**Exercise description**
Please give, exactly as they appear below, the line with "Query: white high-top sneaker" and every line after it through the final one, and nothing else.

Source records
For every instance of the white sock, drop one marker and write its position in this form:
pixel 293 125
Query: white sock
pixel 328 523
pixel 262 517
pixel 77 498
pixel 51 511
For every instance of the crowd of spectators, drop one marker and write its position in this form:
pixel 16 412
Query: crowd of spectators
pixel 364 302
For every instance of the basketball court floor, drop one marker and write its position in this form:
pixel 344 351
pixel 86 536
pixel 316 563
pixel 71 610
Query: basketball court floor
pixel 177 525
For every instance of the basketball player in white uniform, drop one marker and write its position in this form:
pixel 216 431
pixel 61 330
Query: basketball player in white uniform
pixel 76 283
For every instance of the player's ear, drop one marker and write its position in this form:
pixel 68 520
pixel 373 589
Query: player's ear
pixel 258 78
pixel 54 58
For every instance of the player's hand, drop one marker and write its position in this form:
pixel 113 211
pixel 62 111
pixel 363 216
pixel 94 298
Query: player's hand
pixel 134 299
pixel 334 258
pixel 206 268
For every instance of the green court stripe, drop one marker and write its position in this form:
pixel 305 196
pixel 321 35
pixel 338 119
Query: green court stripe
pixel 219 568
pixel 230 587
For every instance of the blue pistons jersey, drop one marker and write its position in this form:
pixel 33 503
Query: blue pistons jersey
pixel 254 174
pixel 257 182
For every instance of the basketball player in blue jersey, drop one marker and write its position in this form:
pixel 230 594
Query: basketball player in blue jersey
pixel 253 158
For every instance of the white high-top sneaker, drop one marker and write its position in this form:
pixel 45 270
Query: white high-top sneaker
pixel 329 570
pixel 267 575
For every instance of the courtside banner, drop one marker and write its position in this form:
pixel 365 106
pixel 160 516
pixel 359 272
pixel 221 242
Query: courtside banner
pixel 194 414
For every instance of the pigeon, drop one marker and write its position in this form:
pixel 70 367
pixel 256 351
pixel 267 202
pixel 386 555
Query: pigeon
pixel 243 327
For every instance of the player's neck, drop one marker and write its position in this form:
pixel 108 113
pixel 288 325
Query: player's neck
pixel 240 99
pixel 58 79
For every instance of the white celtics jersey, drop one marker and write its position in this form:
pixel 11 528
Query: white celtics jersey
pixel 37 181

**Exercise answer**
Query: white high-top sneaker
pixel 329 570
pixel 267 575
For every instance of the courtside banner, drop one marker and write its position in this form:
pixel 365 106
pixel 160 516
pixel 359 272
pixel 221 242
Query: courtside banner
pixel 194 414
For every instance of the pigeon, drop one marker and write its position in this form:
pixel 70 367
pixel 256 351
pixel 267 202
pixel 386 555
Query: pigeon
pixel 243 327
For every instance of the player's neck, drop one marker and write its position in this form:
pixel 108 113
pixel 288 325
Query: player's neck
pixel 240 99
pixel 58 79
For every instance of the white celtics jersey, drop one marker and write its position in this form:
pixel 11 528
Query: white celtics jersey
pixel 37 181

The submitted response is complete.